● **Stored data entries**:
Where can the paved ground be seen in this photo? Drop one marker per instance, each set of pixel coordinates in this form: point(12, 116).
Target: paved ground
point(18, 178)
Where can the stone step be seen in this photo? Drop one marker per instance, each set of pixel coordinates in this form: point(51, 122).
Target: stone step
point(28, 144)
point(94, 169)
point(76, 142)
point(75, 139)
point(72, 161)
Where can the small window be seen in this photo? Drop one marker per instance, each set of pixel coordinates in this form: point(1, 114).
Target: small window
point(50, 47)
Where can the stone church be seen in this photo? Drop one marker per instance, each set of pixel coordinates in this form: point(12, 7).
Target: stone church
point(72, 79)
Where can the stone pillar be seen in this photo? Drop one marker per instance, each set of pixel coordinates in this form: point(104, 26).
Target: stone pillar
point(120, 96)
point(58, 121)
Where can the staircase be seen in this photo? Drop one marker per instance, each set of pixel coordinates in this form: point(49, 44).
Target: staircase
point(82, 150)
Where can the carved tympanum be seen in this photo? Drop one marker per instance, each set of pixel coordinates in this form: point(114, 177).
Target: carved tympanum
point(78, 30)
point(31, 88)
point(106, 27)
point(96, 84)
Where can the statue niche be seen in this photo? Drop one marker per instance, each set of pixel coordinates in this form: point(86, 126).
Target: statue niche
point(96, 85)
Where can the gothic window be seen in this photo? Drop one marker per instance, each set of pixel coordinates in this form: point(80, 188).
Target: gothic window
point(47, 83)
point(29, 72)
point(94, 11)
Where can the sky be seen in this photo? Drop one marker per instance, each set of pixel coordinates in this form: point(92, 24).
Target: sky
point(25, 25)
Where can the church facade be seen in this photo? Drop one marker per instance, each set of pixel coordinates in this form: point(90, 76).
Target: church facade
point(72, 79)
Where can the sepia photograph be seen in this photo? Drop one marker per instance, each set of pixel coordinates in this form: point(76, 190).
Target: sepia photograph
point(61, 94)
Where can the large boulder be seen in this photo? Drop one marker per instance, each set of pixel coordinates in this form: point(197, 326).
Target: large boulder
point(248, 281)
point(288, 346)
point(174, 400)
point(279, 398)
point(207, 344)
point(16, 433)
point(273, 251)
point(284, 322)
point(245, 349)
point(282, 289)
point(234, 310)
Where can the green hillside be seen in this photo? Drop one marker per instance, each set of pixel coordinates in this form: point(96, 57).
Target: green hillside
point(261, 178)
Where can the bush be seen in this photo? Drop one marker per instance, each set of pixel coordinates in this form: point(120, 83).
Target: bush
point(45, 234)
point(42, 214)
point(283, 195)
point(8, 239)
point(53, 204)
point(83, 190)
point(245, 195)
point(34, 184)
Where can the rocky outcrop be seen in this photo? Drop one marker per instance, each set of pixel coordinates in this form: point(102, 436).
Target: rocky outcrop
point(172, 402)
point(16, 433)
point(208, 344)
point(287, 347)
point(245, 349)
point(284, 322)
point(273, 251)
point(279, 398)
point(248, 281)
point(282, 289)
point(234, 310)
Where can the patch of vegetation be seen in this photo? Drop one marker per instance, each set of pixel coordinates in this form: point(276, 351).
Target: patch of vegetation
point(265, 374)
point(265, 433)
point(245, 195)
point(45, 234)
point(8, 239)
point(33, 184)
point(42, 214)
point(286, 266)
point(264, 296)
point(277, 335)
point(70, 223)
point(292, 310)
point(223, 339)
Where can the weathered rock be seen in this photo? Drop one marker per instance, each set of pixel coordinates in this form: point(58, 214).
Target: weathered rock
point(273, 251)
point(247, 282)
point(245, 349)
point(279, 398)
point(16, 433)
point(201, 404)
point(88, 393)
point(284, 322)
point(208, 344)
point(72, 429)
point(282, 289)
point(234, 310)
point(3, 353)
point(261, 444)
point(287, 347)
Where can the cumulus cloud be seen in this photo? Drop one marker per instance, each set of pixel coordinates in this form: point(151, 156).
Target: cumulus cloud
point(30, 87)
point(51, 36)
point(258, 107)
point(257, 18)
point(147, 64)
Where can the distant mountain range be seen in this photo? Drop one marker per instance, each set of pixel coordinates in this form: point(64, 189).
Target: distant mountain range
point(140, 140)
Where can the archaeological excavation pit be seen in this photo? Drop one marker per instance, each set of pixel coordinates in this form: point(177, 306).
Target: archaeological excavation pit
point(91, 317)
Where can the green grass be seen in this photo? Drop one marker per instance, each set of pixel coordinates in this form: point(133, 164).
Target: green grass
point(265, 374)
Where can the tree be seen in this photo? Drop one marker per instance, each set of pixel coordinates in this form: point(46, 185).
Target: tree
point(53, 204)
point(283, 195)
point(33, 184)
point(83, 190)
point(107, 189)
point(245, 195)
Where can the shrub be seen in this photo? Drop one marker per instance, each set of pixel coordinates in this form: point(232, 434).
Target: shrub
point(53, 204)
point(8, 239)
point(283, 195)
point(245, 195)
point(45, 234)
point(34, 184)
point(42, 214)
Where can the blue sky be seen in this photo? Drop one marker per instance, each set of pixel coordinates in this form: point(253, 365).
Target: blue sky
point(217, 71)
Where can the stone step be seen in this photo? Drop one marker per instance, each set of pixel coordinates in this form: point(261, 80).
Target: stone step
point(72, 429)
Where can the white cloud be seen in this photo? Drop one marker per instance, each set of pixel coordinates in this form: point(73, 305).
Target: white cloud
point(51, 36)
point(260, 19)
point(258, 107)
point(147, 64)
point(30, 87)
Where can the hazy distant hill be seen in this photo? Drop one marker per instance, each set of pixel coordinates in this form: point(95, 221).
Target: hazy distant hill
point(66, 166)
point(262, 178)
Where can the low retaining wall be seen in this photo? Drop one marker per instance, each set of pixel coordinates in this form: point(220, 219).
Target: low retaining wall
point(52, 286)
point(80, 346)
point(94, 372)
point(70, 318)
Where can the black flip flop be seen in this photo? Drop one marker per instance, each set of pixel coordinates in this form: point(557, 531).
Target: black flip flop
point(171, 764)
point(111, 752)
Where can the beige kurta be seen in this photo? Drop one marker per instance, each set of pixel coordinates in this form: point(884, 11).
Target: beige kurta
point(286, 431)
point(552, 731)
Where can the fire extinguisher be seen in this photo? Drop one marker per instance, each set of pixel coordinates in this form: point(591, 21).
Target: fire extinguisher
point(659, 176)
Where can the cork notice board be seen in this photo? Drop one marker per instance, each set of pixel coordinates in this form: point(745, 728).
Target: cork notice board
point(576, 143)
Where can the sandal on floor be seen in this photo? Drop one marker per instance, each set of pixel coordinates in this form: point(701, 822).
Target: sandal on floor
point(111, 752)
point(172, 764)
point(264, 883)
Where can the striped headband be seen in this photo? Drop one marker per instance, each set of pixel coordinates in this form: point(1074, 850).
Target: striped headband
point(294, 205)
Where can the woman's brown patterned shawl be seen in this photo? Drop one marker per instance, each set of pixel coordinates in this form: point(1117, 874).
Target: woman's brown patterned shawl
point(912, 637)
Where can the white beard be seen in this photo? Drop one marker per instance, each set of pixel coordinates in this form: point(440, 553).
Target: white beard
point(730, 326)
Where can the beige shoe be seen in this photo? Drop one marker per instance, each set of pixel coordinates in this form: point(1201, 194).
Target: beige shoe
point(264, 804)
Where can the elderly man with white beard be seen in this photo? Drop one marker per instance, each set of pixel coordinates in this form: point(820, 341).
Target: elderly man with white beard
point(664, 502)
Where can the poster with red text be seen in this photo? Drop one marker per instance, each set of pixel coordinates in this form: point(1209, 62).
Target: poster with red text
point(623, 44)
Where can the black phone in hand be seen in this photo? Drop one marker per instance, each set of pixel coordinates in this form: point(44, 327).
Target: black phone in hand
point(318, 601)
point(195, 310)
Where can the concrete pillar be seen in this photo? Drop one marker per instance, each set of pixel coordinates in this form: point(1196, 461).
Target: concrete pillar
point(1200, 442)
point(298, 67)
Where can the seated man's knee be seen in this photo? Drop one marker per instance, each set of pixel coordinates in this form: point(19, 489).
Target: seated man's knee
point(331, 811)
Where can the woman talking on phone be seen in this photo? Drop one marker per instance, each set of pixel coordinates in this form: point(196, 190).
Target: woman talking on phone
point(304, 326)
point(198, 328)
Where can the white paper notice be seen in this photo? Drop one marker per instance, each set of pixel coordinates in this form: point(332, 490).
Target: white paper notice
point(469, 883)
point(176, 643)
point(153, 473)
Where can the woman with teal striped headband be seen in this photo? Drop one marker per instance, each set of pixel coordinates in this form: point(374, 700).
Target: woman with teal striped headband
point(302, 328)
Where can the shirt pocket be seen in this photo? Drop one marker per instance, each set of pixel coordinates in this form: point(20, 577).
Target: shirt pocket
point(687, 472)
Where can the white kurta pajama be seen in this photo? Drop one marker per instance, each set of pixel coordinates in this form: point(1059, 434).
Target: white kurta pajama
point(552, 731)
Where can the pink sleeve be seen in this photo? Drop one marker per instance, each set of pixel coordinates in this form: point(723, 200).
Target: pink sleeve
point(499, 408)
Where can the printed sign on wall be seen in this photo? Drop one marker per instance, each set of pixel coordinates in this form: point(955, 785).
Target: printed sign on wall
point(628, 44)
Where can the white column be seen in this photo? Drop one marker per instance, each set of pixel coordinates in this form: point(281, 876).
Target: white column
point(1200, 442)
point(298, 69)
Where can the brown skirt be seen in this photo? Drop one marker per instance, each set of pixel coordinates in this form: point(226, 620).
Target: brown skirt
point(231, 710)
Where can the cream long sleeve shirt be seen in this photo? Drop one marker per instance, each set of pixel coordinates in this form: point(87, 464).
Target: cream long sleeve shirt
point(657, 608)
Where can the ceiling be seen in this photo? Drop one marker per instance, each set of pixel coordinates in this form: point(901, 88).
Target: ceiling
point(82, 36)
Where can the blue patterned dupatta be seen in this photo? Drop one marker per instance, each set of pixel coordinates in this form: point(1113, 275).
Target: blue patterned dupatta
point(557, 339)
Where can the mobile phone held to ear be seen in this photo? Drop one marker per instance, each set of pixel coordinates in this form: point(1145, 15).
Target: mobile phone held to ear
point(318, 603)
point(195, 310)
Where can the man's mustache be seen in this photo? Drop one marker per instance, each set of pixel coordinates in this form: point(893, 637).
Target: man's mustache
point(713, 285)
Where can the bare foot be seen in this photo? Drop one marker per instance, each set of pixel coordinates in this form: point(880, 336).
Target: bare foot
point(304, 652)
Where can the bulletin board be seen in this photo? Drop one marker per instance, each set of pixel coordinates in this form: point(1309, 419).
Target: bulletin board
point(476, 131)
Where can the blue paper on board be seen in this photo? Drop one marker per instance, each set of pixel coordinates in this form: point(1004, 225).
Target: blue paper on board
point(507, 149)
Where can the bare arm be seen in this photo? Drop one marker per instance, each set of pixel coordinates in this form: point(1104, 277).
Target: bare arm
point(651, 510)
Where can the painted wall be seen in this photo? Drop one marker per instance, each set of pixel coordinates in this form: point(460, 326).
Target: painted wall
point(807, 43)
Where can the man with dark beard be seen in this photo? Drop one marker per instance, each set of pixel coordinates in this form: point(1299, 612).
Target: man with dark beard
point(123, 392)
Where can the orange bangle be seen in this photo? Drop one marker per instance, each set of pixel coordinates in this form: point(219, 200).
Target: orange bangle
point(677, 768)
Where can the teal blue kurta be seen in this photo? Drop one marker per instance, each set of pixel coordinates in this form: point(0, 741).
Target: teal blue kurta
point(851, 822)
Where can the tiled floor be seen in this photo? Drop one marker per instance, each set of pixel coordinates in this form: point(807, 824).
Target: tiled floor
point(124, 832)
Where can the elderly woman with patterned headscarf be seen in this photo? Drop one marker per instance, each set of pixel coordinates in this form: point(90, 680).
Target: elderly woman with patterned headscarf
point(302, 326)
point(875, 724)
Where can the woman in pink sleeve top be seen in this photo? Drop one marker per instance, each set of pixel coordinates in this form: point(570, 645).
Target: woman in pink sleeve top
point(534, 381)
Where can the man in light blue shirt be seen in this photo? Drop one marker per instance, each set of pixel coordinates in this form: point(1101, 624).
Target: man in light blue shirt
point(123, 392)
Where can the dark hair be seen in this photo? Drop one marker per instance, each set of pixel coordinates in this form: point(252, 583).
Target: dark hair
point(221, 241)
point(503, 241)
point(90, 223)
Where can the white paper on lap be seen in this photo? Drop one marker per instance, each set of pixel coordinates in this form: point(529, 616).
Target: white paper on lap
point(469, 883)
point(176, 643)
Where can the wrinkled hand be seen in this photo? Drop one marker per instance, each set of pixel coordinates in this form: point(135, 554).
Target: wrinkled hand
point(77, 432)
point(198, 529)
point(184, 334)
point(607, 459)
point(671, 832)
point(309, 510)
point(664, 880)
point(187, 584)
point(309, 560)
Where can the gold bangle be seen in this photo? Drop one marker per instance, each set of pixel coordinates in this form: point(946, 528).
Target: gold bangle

● **Your assignment**:
Copy, please, exactly the lines that start at the first line of the data and end at the line containing "form: point(51, 122).", both kept and no others.

● **Solution below**:
Where can the paved ground be seen in this photo? Drop one marker per instance, each set of pixel coordinates in this form: point(12, 116).
Target: paved ground
point(18, 178)
Where can the stone step be seen in this photo? Drop one marker per instance, each set of pixel coordinates in this form: point(51, 122).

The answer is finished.